Pull out each line of the data below that contains the string "Target", treating uppercase and lowercase as different.

### RECORDS FOR PROCESSING
******

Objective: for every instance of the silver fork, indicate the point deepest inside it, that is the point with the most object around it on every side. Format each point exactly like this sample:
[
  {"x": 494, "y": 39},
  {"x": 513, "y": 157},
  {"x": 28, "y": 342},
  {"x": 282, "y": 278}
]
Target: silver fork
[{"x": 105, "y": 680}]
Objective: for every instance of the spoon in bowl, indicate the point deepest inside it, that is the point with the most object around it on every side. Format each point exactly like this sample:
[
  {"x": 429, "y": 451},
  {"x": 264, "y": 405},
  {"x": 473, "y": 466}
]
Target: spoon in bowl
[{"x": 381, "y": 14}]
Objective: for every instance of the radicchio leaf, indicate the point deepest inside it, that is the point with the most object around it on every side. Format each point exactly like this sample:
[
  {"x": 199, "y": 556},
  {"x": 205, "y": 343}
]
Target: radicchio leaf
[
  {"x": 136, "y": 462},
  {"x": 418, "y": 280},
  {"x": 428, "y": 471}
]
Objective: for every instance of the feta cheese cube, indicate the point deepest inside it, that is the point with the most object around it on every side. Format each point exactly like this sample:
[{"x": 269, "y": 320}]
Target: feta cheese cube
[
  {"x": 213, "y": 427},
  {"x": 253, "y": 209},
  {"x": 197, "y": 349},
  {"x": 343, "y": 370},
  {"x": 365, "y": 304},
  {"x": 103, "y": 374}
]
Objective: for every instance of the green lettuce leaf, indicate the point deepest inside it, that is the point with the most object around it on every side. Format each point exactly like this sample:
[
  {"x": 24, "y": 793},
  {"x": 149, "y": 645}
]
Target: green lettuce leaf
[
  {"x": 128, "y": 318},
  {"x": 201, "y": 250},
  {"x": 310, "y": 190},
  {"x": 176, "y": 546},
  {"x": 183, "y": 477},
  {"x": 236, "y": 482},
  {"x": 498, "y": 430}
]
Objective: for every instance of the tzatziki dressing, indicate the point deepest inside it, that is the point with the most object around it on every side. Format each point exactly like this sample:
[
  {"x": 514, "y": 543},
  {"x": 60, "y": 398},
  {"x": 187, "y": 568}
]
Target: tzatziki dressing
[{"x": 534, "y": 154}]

******

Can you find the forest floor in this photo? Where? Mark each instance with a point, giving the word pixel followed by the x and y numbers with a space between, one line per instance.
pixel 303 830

******

### SOLVED EXERCISE
Target: silver fork
Target: spoon in bowl
Target: radicchio leaf
Target: feta cheese cube
Target: green lettuce leaf
Target: tzatziki dressing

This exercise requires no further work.